— Start LISTED ENTRIES —

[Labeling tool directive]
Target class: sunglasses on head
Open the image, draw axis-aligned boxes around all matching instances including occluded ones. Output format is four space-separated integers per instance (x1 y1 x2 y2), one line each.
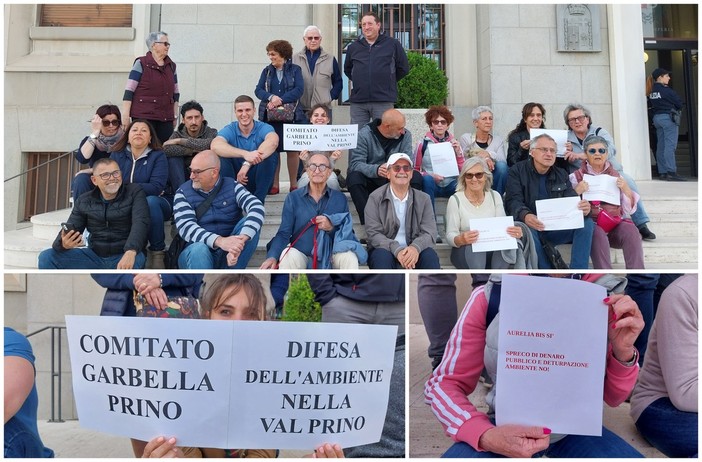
587 148 607 154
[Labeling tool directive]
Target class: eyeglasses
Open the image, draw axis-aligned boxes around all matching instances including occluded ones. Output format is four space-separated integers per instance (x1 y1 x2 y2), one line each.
307 164 329 173
568 116 587 124
587 148 607 155
98 170 122 181
534 148 556 154
190 167 214 176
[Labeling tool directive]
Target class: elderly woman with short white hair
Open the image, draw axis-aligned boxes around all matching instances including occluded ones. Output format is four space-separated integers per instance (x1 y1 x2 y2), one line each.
446 156 522 269
122 32 180 144
459 106 509 194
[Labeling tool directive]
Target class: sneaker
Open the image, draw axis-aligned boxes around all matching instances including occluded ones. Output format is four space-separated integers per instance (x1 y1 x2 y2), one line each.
666 173 687 181
638 223 656 241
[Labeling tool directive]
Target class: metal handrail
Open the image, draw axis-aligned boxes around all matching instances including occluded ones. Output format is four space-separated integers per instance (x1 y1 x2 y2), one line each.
3 149 77 183
27 326 66 422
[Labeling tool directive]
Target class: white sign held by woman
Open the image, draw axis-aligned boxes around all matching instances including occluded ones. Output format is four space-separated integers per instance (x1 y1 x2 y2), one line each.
495 274 609 436
66 316 397 449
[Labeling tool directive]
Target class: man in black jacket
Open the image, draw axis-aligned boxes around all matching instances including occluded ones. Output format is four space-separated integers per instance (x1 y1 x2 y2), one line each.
39 158 150 269
505 135 595 269
344 12 410 128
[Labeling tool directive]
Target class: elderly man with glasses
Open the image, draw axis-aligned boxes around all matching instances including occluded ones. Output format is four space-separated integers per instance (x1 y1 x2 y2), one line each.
39 158 150 269
366 153 440 269
173 150 265 269
292 26 344 119
261 153 367 269
505 135 595 269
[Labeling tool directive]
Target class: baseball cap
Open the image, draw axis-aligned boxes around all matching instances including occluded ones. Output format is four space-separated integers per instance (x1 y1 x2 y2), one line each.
388 152 414 167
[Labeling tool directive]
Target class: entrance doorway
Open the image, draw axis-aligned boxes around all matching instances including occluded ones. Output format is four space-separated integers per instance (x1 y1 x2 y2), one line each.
644 45 698 178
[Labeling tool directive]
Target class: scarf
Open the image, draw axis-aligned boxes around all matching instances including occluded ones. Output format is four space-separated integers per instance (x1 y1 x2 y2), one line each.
92 127 124 152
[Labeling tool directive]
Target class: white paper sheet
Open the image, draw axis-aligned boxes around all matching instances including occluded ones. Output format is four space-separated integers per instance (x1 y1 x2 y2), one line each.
583 175 621 205
495 274 608 436
427 143 458 178
470 216 517 252
283 124 358 151
536 196 585 231
529 128 568 157
66 316 397 450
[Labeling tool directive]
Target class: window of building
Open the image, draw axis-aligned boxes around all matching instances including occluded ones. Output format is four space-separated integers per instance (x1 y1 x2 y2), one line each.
339 3 445 101
39 4 132 27
24 152 80 221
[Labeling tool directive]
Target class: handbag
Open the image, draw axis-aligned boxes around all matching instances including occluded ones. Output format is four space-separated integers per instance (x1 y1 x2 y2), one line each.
540 235 570 269
164 181 223 269
134 291 200 319
592 201 622 233
266 101 297 122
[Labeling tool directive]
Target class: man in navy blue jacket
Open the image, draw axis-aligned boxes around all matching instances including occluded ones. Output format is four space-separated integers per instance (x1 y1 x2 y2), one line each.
344 12 410 128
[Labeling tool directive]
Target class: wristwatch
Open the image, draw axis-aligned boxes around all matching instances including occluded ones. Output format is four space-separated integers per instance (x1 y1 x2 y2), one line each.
614 348 639 367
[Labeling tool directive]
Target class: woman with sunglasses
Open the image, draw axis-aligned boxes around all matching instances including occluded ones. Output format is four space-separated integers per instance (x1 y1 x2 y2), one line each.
110 120 173 268
297 104 341 191
261 154 367 269
122 32 180 144
71 104 124 203
414 106 464 227
446 156 522 269
132 274 344 458
570 135 644 269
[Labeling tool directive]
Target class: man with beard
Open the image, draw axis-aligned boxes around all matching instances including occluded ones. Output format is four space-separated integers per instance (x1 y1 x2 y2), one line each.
39 158 150 269
346 109 422 224
163 100 217 192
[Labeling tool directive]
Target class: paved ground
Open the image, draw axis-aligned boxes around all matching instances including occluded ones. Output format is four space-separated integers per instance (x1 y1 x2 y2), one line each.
408 324 665 458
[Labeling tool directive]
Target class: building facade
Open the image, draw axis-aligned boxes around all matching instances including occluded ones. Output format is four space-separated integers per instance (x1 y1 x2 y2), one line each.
4 4 680 227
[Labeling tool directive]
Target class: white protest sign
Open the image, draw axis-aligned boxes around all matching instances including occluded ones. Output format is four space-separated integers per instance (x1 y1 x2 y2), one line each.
529 128 568 157
583 175 621 205
536 196 585 231
427 143 458 178
66 316 397 449
283 124 358 151
469 216 517 252
230 322 397 449
495 274 609 436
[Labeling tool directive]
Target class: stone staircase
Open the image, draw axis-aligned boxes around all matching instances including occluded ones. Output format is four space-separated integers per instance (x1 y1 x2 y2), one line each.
5 181 698 270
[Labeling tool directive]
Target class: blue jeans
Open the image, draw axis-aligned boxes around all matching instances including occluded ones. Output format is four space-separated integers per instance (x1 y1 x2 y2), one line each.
146 196 172 250
5 417 54 459
38 248 146 269
220 156 280 204
653 114 678 175
178 217 260 269
492 160 509 196
529 218 596 269
636 397 697 457
441 427 643 459
422 175 458 217
368 248 441 269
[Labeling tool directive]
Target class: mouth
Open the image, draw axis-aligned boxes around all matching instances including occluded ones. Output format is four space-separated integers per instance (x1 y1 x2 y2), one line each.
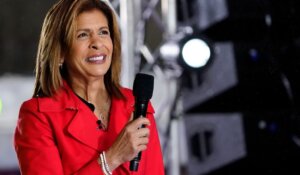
86 55 106 63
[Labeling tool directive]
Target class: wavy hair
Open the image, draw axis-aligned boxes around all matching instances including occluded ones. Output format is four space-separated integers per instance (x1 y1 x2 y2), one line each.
33 0 124 98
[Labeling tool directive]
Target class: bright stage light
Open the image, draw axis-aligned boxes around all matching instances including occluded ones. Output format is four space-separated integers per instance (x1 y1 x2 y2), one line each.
179 35 213 70
182 39 211 68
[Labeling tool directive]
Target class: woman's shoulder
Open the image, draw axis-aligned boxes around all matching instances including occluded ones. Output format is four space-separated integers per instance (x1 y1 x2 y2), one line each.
120 87 133 98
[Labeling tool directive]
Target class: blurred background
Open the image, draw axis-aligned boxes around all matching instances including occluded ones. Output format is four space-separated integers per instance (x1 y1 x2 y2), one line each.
0 0 300 175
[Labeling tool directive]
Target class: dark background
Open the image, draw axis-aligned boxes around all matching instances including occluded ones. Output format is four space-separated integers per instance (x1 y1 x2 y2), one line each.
0 0 300 175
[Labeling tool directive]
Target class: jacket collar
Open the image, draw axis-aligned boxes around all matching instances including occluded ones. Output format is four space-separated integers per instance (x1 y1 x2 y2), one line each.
38 81 79 112
38 81 101 151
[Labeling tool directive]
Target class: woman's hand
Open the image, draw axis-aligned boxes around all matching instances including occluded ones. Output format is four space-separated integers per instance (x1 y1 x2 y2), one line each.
105 115 150 171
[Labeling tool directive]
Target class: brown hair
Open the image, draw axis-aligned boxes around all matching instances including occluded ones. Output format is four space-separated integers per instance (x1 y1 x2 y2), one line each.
33 0 124 98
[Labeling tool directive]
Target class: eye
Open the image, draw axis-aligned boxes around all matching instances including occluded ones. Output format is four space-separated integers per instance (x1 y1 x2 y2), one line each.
77 32 88 39
99 29 110 36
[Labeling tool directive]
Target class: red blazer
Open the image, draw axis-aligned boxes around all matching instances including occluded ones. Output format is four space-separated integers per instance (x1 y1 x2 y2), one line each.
14 83 164 175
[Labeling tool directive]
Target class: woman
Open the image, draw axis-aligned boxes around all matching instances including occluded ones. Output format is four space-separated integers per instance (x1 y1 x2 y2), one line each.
15 0 164 175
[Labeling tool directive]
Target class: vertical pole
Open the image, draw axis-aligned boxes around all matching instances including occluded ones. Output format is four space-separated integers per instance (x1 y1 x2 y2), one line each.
120 0 141 88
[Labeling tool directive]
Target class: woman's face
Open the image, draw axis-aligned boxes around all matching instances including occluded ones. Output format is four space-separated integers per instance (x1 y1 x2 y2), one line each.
65 10 113 81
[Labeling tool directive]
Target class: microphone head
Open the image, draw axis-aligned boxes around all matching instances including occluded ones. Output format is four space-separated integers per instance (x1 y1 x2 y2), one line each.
133 73 154 100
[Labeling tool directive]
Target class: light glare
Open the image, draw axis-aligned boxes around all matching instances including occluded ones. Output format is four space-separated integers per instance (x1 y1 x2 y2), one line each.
182 39 211 68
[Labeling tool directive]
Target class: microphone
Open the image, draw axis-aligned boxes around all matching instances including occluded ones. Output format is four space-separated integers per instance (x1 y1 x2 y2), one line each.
129 73 154 171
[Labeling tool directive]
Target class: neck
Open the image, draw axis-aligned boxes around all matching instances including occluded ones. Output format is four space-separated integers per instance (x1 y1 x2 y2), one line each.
70 76 109 105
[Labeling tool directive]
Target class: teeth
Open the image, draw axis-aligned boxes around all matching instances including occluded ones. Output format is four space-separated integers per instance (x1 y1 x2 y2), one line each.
88 56 104 61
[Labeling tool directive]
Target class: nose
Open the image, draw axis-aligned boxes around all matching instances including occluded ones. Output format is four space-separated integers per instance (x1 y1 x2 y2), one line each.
89 36 103 50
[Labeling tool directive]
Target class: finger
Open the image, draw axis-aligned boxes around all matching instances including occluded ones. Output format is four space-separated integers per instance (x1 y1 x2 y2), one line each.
132 117 150 129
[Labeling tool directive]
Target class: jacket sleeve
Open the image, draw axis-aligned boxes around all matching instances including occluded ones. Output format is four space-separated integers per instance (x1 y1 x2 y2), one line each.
14 101 103 175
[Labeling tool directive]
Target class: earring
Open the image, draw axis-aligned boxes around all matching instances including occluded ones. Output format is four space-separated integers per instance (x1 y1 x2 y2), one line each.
58 62 63 70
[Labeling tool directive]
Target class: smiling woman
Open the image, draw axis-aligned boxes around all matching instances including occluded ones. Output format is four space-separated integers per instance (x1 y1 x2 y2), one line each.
15 0 164 175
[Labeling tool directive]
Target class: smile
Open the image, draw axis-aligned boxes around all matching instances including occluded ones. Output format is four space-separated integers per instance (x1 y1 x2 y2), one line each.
86 55 106 63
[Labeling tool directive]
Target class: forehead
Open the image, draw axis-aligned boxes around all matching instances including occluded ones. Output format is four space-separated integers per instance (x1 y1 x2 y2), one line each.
76 9 108 27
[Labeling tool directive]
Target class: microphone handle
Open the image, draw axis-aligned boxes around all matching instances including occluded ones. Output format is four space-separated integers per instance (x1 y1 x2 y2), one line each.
129 99 149 171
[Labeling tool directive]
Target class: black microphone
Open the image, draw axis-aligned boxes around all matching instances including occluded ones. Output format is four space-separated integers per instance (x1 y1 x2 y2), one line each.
129 73 154 171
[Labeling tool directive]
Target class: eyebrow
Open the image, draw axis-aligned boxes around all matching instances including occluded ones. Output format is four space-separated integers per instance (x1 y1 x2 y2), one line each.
76 26 109 32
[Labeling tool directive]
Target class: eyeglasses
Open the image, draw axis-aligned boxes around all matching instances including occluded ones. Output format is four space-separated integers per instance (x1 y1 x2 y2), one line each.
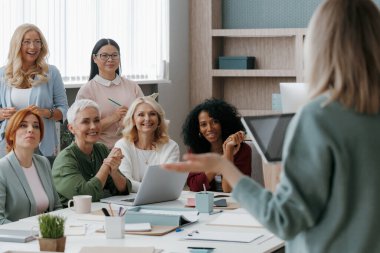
21 40 42 48
95 53 120 61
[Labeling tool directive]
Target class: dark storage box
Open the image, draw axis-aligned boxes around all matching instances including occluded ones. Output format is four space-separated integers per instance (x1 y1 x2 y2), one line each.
219 56 255 69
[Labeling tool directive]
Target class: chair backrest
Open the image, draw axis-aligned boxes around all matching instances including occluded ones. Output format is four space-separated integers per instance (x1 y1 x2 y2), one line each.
246 141 265 186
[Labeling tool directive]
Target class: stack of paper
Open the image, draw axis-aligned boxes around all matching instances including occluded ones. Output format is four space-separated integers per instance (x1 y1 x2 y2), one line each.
208 213 263 227
185 231 264 243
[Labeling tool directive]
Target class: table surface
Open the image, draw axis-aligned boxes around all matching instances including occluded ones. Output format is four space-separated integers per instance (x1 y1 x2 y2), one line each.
0 191 284 253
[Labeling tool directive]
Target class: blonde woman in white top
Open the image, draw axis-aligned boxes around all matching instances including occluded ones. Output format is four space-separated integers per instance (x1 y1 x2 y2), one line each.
115 96 179 192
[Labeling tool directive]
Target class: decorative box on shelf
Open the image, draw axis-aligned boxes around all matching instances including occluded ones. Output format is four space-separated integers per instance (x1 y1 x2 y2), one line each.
219 56 255 69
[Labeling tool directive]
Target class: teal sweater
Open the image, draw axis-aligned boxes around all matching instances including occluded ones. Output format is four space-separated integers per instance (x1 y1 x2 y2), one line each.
233 96 380 253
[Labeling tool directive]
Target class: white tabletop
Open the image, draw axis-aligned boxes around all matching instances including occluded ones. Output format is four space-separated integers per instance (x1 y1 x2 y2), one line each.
0 192 284 253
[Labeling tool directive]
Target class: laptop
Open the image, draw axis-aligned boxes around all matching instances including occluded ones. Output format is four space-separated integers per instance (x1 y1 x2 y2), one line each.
100 165 188 206
241 113 294 162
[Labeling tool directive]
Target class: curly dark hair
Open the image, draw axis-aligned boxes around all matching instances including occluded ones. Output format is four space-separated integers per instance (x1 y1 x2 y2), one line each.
182 98 244 154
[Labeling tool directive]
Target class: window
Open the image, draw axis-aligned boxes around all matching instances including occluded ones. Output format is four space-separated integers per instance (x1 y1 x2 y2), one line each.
0 0 169 82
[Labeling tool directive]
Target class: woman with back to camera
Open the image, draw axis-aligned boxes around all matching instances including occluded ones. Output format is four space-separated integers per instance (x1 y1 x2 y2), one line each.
166 0 380 253
76 39 144 149
182 99 252 192
0 108 62 224
52 99 131 206
0 24 68 157
115 96 179 192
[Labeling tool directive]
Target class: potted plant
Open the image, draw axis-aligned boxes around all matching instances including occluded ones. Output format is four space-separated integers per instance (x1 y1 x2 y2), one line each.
38 214 66 252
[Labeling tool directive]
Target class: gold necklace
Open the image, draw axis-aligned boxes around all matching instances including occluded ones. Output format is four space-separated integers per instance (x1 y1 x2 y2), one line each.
136 149 154 165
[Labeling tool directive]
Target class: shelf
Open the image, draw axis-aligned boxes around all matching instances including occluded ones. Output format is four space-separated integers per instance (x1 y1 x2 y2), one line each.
211 28 306 37
212 69 297 77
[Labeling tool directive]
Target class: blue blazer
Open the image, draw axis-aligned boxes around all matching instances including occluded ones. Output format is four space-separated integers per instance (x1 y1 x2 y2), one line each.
0 65 69 157
0 151 62 224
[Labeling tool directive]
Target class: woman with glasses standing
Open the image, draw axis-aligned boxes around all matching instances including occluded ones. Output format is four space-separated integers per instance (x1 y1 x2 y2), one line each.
0 24 68 157
76 39 144 149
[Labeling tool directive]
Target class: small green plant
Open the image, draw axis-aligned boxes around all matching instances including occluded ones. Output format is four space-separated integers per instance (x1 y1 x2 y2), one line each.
38 214 66 239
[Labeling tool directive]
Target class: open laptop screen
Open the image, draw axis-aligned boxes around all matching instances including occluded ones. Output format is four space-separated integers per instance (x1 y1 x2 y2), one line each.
242 113 294 162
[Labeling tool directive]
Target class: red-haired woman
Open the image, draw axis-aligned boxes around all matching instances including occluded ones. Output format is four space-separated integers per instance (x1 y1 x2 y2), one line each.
0 107 61 224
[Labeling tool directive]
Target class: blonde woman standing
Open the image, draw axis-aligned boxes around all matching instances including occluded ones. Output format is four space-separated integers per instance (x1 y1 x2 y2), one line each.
167 0 380 253
0 24 68 157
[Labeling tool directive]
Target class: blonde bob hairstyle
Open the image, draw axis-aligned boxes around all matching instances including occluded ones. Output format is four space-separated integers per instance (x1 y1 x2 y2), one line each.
5 24 49 88
305 0 380 114
123 96 169 145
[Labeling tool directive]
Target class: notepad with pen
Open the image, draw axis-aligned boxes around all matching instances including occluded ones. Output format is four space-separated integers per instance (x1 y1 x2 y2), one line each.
184 230 264 243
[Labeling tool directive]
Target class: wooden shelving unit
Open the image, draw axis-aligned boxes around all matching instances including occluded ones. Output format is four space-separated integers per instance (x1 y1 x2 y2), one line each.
190 0 305 115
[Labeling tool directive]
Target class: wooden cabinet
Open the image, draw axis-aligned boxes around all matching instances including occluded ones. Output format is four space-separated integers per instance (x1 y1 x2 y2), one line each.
190 0 305 115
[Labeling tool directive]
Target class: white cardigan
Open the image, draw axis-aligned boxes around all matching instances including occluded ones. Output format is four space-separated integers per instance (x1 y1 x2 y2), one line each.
115 138 179 192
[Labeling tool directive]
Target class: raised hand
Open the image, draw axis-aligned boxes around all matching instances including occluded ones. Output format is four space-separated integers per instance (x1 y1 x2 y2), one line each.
0 107 17 119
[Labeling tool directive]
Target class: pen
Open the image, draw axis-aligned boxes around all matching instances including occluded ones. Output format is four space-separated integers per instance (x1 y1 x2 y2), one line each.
102 207 110 216
108 98 122 106
209 210 223 215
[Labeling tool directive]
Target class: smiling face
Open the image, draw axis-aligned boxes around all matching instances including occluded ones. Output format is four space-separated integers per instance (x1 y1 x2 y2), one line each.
68 107 100 148
15 114 41 150
133 103 159 135
21 30 42 69
92 45 120 77
198 111 222 144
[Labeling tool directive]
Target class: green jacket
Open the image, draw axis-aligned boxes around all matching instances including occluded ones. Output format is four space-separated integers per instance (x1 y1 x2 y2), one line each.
233 96 380 253
52 143 131 206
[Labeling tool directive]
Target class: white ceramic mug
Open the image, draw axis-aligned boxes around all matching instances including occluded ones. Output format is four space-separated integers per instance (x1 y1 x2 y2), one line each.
67 195 92 213
104 216 125 239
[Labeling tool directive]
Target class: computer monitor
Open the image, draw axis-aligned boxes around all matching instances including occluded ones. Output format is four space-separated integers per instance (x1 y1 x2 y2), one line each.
280 83 309 113
241 113 294 162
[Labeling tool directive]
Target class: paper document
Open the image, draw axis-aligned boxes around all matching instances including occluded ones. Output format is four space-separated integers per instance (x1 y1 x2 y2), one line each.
124 223 152 232
79 246 158 253
185 231 264 243
65 224 87 236
208 213 263 227
139 209 199 222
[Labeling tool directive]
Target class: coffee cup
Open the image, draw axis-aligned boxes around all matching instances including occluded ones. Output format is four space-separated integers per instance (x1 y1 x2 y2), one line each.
67 195 92 213
104 216 125 239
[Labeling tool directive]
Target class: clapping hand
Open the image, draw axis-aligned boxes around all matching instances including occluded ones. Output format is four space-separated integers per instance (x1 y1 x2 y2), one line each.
223 131 245 155
114 106 128 121
1 107 17 119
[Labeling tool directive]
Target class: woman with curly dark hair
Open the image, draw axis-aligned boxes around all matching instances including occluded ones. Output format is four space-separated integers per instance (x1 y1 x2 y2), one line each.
182 98 251 192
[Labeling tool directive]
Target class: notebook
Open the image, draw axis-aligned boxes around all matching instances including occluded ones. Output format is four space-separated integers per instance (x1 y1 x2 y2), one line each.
0 229 38 242
241 113 294 162
100 165 188 206
184 230 264 243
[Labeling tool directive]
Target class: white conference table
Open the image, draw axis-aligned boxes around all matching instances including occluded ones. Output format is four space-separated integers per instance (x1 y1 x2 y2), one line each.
0 191 284 253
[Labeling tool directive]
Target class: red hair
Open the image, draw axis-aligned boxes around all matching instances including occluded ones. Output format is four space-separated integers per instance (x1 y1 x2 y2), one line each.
5 108 44 152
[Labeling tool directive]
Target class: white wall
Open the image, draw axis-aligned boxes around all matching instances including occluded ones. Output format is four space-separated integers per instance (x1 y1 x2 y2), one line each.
158 0 190 155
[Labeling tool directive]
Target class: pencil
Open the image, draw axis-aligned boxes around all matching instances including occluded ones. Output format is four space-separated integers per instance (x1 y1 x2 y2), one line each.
108 98 122 106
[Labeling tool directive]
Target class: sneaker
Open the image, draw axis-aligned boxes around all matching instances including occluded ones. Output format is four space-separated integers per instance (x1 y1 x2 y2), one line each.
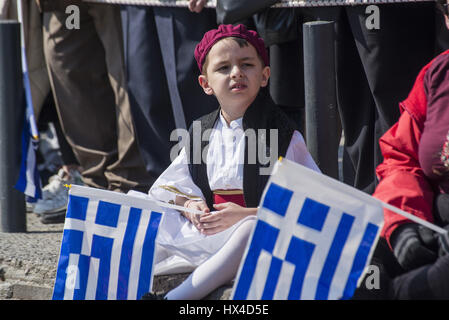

— End LISTED ENTRIES —

▸ **EXERCISE BRIEF**
Write out the entries word for word, from the very start through the line with "587 148 607 154", including that line. Leave the pictures out of your copy.

▸ **EXERCISE ANSWER**
[Labeling tool directive]
Target class: sunglasses on head
Open the image, draw axis-aligned boxes around all matching instances including occluded ones. Output format is four space-separated integers per instance (x1 y1 x2 y2), one line each.
587 148 607 154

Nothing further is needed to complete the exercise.